### [EXERCISE AIM]
Every line from the one that contains "One point lands on each instance of the black" to the last line of the listing below should be quoted verbatim. Pictures are excluded.

### [GIVEN RECORDS]
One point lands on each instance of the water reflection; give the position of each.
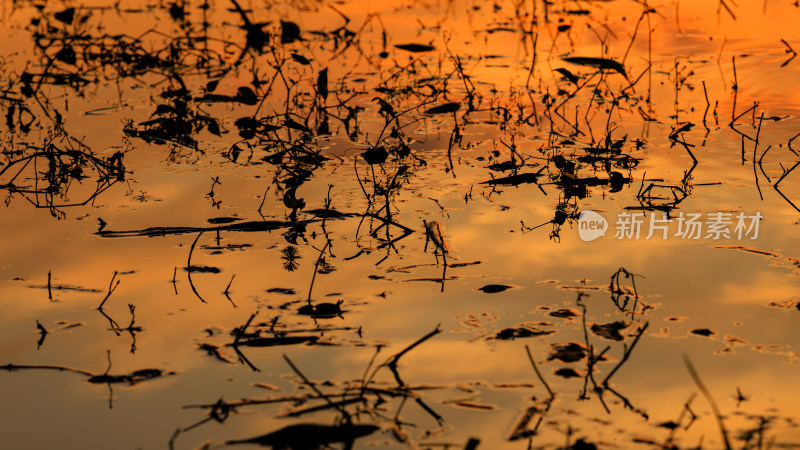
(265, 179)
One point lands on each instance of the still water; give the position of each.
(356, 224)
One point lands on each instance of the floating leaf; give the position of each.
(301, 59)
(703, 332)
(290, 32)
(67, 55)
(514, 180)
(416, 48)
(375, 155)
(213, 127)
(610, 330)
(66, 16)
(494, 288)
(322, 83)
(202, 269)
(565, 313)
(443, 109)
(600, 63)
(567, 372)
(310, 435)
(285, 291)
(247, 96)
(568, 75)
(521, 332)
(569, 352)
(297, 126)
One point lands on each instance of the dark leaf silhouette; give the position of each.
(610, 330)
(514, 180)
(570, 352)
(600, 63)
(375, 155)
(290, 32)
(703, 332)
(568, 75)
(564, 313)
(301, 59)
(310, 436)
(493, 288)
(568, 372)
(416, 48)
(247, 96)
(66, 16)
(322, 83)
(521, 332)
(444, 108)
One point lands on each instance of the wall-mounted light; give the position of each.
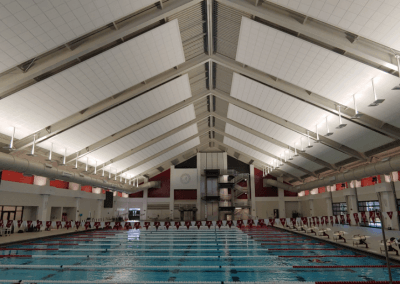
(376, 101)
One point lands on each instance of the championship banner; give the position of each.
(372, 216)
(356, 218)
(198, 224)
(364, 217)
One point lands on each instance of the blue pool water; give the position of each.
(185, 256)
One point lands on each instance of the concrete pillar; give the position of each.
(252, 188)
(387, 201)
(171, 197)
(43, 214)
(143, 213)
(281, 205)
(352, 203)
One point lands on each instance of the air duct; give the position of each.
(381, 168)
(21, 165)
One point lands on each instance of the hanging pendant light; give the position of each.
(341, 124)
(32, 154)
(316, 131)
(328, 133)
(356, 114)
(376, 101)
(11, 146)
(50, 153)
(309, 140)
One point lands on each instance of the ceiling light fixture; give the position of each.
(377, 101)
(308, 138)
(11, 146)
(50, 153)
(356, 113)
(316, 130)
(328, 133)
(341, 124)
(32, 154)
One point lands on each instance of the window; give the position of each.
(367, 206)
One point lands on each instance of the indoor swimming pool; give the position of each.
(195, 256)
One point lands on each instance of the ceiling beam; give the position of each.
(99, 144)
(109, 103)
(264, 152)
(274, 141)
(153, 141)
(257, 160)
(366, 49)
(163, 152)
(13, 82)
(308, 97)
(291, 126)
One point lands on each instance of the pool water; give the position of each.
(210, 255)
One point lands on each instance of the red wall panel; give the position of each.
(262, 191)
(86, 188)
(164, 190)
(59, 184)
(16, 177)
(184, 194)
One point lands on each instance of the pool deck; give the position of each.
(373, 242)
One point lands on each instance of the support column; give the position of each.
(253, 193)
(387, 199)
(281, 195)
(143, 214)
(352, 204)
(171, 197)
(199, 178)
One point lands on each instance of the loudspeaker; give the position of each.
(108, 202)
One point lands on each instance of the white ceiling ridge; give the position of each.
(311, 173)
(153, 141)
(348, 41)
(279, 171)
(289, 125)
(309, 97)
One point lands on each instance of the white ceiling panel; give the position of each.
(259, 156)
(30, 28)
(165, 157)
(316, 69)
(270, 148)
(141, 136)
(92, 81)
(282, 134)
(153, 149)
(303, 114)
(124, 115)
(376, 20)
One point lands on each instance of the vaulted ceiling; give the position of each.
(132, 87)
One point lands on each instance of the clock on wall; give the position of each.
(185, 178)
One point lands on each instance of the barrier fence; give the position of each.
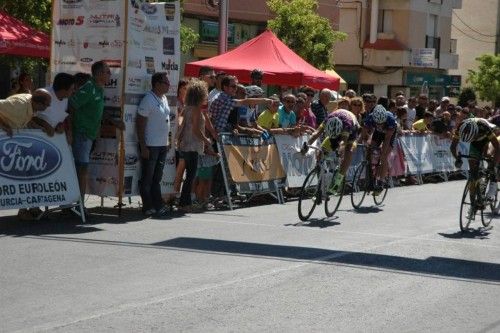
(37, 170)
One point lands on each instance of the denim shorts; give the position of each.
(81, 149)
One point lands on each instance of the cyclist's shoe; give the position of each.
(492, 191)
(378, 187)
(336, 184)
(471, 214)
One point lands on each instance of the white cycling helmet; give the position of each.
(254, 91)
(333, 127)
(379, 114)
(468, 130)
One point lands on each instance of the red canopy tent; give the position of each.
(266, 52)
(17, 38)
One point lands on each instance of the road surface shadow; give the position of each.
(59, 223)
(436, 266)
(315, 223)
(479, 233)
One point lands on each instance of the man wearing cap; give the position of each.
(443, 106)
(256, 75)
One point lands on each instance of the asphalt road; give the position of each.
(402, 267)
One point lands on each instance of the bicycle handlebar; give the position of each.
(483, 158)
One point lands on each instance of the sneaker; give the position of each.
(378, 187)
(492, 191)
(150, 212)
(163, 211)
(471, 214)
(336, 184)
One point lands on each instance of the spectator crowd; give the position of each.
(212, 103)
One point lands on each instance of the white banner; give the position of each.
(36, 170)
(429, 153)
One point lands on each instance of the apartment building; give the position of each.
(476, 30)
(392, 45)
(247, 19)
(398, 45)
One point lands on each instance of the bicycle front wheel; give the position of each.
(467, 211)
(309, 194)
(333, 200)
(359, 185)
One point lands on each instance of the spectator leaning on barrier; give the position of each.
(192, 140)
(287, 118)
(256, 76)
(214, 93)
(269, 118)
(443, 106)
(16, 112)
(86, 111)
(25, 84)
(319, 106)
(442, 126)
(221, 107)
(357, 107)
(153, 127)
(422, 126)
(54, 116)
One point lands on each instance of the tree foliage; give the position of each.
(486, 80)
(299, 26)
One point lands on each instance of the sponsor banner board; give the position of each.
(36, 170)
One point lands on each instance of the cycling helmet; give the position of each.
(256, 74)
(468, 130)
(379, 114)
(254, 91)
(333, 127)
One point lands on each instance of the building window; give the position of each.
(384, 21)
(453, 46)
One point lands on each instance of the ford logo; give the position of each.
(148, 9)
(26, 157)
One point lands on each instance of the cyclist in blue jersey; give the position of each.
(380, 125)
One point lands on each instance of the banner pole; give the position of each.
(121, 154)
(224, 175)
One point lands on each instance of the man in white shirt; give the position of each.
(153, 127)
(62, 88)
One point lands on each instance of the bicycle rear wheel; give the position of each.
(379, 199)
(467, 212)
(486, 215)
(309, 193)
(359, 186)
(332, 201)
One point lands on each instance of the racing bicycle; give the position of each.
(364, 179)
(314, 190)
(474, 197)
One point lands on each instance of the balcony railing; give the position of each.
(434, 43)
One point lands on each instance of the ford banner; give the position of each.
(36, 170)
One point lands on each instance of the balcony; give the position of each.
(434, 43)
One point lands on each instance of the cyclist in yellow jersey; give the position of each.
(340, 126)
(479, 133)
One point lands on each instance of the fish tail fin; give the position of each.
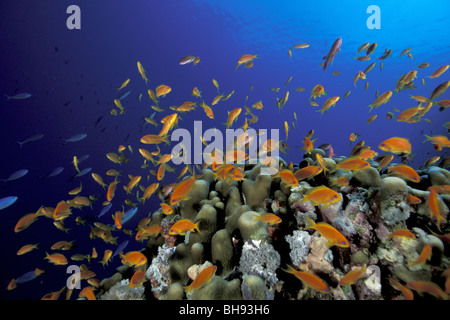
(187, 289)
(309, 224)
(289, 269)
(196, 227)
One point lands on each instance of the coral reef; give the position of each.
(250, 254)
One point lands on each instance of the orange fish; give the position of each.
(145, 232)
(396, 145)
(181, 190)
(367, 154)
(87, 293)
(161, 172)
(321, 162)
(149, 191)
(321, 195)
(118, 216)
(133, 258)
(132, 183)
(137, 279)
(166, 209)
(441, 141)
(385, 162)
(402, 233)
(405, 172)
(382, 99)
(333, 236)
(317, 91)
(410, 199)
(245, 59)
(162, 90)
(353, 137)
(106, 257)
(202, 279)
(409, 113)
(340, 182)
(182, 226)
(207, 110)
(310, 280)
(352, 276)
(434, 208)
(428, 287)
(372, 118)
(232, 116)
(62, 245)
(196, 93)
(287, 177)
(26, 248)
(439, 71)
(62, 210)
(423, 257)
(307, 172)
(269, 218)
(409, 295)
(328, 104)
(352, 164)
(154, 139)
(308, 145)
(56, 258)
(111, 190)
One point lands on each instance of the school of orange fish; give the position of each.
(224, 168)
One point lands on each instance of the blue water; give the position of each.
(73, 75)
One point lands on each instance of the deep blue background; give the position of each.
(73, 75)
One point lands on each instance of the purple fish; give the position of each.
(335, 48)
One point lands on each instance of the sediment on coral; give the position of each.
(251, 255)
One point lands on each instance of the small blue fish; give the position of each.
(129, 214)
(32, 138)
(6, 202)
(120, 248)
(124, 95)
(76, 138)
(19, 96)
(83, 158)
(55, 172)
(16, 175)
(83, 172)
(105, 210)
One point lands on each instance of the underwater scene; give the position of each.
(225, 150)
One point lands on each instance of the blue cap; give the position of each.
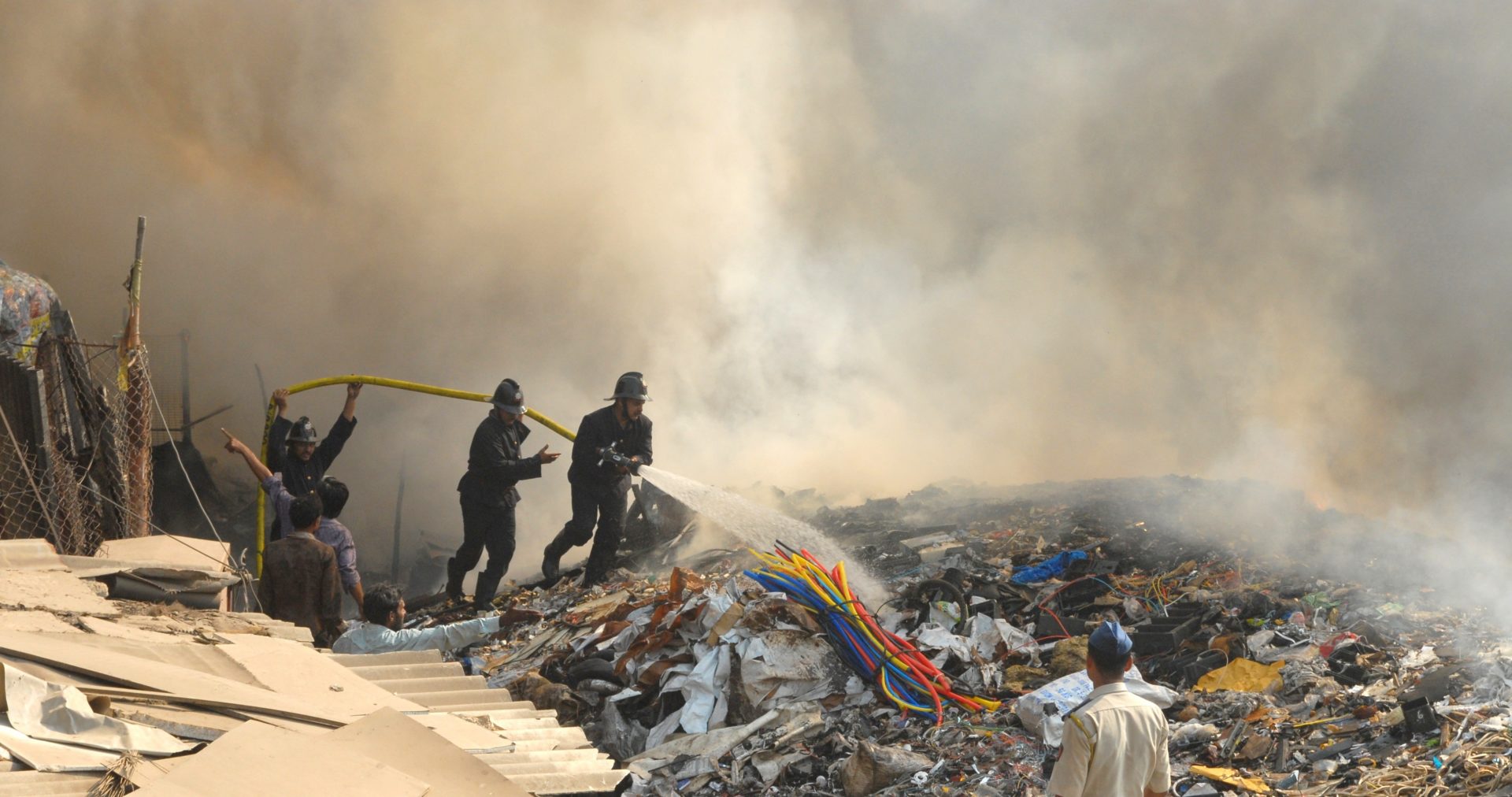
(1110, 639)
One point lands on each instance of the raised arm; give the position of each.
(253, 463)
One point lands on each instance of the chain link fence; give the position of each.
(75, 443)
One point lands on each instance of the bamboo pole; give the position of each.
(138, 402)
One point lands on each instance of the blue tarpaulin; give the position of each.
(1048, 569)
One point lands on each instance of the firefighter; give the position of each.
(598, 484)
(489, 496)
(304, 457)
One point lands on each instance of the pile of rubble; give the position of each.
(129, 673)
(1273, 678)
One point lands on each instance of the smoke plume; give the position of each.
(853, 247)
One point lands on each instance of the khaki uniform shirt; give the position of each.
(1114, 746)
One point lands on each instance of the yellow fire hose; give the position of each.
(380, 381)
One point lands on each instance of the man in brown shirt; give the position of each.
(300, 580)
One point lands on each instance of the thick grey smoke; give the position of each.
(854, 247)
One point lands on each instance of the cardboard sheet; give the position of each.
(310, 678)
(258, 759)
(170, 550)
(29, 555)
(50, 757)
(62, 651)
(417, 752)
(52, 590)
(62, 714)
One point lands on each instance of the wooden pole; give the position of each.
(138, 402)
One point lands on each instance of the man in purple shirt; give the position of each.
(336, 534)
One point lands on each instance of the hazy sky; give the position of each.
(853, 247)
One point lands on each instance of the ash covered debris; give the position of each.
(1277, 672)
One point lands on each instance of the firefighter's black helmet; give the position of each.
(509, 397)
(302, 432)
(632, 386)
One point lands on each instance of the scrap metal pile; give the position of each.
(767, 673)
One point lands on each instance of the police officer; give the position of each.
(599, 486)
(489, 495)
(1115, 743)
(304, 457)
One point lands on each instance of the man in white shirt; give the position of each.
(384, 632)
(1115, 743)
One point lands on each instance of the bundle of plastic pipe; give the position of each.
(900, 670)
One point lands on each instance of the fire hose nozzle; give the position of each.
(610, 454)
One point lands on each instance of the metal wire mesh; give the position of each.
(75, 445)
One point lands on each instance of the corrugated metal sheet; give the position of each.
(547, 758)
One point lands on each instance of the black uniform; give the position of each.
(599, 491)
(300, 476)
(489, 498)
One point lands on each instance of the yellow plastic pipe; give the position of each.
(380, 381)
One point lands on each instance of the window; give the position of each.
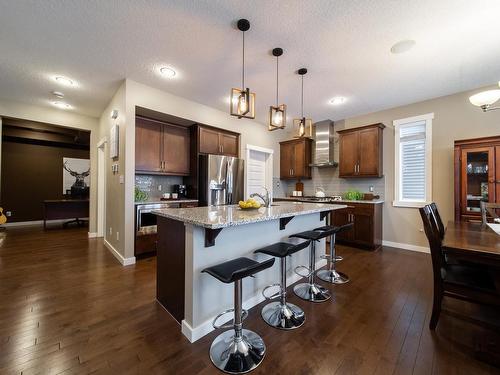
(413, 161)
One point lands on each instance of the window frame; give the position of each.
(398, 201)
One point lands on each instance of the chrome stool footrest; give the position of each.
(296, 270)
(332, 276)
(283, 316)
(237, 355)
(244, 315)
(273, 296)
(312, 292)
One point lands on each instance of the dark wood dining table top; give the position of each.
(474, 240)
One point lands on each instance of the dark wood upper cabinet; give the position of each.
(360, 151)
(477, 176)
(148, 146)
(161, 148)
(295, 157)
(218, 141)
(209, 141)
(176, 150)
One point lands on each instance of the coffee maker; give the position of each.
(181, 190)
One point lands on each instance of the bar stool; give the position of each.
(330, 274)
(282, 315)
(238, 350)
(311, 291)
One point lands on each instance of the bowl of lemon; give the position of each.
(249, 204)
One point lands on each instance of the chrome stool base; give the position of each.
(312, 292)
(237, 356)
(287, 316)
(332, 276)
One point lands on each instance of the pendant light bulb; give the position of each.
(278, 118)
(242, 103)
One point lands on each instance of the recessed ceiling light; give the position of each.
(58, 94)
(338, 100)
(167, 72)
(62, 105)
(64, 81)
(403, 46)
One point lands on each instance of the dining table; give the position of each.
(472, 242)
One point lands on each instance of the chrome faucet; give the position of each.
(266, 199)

### [ANSWER]
One point lands on each instance of the black uniform; give the position of each.
(599, 491)
(300, 476)
(489, 498)
One point lands on each instance of the yellow plastic pipe; give the position of each.
(380, 381)
One point lands on each instance of the window; give the position of each.
(413, 161)
One point lands on each instance of the window frame; give the position of each.
(398, 201)
One point lands on each instance of the chrome stool footrest; give the position of each.
(296, 270)
(332, 276)
(283, 316)
(237, 355)
(244, 315)
(273, 296)
(312, 292)
One point lands on each instance of the dark wood dining table top; give the position of each.
(474, 240)
One point lands on each instance of the dark wood upper cabinet; give the position of each.
(360, 151)
(477, 176)
(148, 146)
(161, 148)
(295, 157)
(218, 141)
(209, 141)
(176, 150)
One point lands on each instance of the coffee maker; give the position of each.
(181, 190)
One point lands on each instance of the bar stool; give the position of each.
(330, 274)
(282, 315)
(238, 350)
(311, 291)
One point lands on each instance of the bowl of lemon; give the position of each.
(249, 204)
One point lands on each instance of the chrome stool base; give the position of each.
(312, 292)
(237, 356)
(287, 316)
(332, 276)
One point lands on each instance of the pendant light bulb; give the position of each.
(278, 118)
(242, 103)
One point lands on each instance of the recessed ceiling light; give the position of each.
(58, 94)
(338, 100)
(167, 72)
(62, 105)
(64, 81)
(403, 46)
One point lands on each instance of the dining table; give the position of each.
(472, 242)
One point lands on each instance of the chrome faucet; give the position of each.
(266, 199)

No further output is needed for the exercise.